**Enunciado**
Copie integralmente os dados a seguir, sem alterar nenhum caractere.

┌──

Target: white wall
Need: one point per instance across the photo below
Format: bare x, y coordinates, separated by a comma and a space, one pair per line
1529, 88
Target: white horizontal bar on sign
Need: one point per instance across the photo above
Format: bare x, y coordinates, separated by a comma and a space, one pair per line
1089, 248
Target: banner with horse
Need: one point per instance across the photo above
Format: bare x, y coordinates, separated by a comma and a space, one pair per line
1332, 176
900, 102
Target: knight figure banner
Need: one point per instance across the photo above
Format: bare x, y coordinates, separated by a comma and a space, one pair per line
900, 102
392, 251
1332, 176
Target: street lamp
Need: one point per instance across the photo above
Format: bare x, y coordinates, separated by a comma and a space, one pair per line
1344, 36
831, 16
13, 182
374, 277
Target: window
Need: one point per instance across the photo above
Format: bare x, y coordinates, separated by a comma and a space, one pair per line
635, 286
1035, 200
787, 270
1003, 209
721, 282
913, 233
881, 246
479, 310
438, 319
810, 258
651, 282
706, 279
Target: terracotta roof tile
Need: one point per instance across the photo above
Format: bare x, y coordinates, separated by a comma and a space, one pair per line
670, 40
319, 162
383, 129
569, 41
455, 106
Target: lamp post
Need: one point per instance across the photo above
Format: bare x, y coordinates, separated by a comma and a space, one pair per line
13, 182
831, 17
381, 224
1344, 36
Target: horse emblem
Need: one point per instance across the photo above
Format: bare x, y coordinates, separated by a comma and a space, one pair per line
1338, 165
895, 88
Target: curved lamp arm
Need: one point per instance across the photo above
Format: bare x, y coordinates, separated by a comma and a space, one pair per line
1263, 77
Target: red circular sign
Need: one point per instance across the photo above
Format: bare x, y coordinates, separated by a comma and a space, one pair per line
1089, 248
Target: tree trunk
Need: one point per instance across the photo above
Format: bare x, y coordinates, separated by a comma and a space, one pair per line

└──

**Resolução**
Target: white wall
Need: one point per instance across the photo below
Format: bare x, y coordinates, separated by a comma and a space, one pair per line
1529, 88
Target: white horizontal bar on sign
Need: one point per instance across the photo above
Format: bare x, y coordinates, separated by a comma and a space, one pair per line
1089, 248
Target: banner with horse
Need: one point per instance across the photo above
Format: bare x, y coordinates, separated by a comma and a space, one pair per line
1332, 176
900, 102
Target: knight figure banner
Need: one point per instance across the photo above
Format: bare x, y coordinates, separated by a comma and a space, one pair per line
900, 102
392, 251
1332, 176
Target: street lamp
Need: one point per instance across the photo above
Format: bare x, y coordinates, separated by a comma and a space, one pair per line
1344, 36
831, 16
13, 182
374, 277
Target: window
Need: one point per instance across the photo above
Format: bare x, y coordinates, separated by a comma and a space, one pair per line
635, 286
1035, 200
787, 270
1003, 209
721, 282
913, 233
881, 246
479, 310
438, 319
810, 258
651, 282
706, 279
Target: terracotta roof tile
Need: one point per instance across the photo above
Format: bare x, y coordinates, separated by a comma and a space, one pair per line
670, 40
319, 162
383, 129
569, 41
455, 106
Target: lamp post
Need: one point per instance across the photo above
Format: bare x, y coordinates, separated by a comma and a space, one pair per line
13, 182
831, 17
381, 224
1344, 36
Target: horse emblem
Need: one point per instance across the photo above
Format: bare x, y coordinates, separated by a comma and a space, one pair per line
1338, 165
895, 88
Target: curved lamp arm
Need: one point per instance across the photo above
Format: bare x, y coordinates, separated by a comma and a space, one pair per line
1263, 77
Target: red circular sign
Need: one point per instance across the photo above
Format: bare x, y coordinates, separated by a comma and a space, one pair per line
1089, 248
Target: tree trunk
Need: one point per instance across the photo above
Format: bare x, y coordinates, separated by a comma and a space, one pair per line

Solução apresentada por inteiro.